• Task statement: Would you please set down the entries below exactly as shown?

• Recorded data:
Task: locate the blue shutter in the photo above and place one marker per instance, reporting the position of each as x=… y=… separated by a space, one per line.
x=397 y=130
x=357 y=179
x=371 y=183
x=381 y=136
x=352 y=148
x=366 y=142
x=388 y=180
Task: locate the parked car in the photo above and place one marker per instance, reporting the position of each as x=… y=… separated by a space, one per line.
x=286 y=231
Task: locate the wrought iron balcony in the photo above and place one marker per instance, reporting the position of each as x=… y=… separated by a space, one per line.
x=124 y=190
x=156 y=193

• Output:
Task: locate the blue shutter in the photo above and place one marker per instance, reporting the position of each as x=… y=… separated by a space, one per line.
x=397 y=130
x=357 y=179
x=371 y=183
x=381 y=136
x=352 y=148
x=366 y=142
x=388 y=180
Task: locate the parked car in the photo above and place one marker per instance, reporting the position of each as x=… y=… separated by a space, one per line.
x=286 y=231
Task: locate the wrought iron balcony in the photo above and place one marker per instance, reporting the position of each as x=… y=… separated by a space, one per line.
x=124 y=190
x=156 y=193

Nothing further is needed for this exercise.